### PROBLÈME POSÉ 1
Dans l'extrait ci-dessous, qui commente un roman, reprenez mot pour mot le passage qui débute aux mots « Elle avait su » et se termine après « pas avec Tatiana.. ».
___ EXTRAIT FOURNI ___
Mon commentaire: Un roman "coup de poing"! Un roman OH! LA LA!!! Il n'est pas sans me rappeler 'Le cinquième enfant' de Doris Lessing. Le début est tout tranquille. C'est le réveil d'Holly..
Noël, 20..
«Ce matin-là, elle se réveilla tard et aussitôt elle sut: Quelque chose les avait suivis depuis la Russie jusque chez eux.
C'était dans un rêve, pensa Holly, que cette bribe d'information lui avait été suggérée, tel un aperçu d'une vérité qu'elle avait portée en elle pendant - combien de temps au juste?
Treize ans?
Treize ans!»
Elle avait su cela pendant treize ans, et en même temps elle l'avait ignoré - c'est du moins ce qu'il lui semblait, dans son état de demi-veille, en ce matin de Noël. »
*
Au début, j'ai eu du mal à tenir mon attention. Je me disais: Bon.. où est-ce qu'elle m'amène cette auteure. C'est la première fois que je lis Laura Kasischke. Par deux fois, j'ai refermé le livre en me disant que je le reprendrais au temps de Noël. Mais! une petite voix me ramenait toujours vers la suite... La troisième fois où j'ai réouvert ce roman, j'y suis restée et je m'y suis accrochée! Une tension commençait à s'installer, une urgence de savoir ce qui ne va pas avec Tatiana..
___
### PROBLÈME POSÉ 2
Repérez dans les enregistrements ci-dessous chaque ligne où figure le mot « stone », puis recopiez ces lignes.
___ SECTION DES DONNÉES ___
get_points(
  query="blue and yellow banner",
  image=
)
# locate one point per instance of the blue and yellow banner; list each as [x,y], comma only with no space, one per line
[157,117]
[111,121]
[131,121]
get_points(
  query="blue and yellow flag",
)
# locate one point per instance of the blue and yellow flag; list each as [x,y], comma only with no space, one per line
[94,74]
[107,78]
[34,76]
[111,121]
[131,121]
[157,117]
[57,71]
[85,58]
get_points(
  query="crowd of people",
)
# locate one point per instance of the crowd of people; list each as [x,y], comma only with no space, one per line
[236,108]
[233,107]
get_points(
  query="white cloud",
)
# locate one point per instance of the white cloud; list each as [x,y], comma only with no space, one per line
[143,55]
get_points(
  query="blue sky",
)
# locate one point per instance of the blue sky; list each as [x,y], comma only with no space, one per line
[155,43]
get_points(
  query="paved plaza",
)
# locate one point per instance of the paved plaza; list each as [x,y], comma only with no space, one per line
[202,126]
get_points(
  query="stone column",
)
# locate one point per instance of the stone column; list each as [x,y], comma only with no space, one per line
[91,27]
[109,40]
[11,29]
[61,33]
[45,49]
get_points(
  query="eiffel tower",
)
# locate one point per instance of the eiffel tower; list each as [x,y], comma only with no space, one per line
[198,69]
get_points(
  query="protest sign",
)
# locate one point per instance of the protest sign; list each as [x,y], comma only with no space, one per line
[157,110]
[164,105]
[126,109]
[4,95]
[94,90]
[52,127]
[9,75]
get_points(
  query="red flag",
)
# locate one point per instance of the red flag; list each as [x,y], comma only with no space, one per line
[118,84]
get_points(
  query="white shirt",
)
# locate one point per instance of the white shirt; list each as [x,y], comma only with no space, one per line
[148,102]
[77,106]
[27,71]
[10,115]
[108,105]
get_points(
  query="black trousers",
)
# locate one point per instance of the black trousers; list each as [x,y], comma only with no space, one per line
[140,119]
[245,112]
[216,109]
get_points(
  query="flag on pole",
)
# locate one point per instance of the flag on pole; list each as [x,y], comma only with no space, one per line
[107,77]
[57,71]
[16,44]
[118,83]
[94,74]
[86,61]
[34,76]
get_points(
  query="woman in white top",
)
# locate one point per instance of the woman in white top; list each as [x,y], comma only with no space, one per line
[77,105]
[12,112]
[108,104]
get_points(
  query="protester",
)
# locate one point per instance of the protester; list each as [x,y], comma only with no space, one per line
___
### SOLUTION COMPLÈTE 1
Elle avait su cela pendant treize ans, et en même temps elle l'avait ignoré - c'est du moins ce qu'il lui semblait, dans son état de demi-veille, en ce matin de Noël. »
*
Au début, j'ai eu du mal à tenir mon attention. Je me disais: Bon.. où est-ce qu'elle m'amène cette auteure. C'est la première fois que je lis Laura Kasischke. Par deux fois, j'ai refermé le livre en me disant que je le reprendrais au temps de Noël. Mais! une petite voix me ramenait toujours vers la suite... La troisième fois où j'ai réouvert ce roman, j'y suis restée et je m'y suis accrochée! Une tension commençait à s'installer, une urgence de savoir ce qui ne va pas avec Tatiana..

### SOLUTION COMPLÈTE 2
  query="stone column",
# locate one point per instance of the stone column; list each as [x,y], comma only with no space, one per line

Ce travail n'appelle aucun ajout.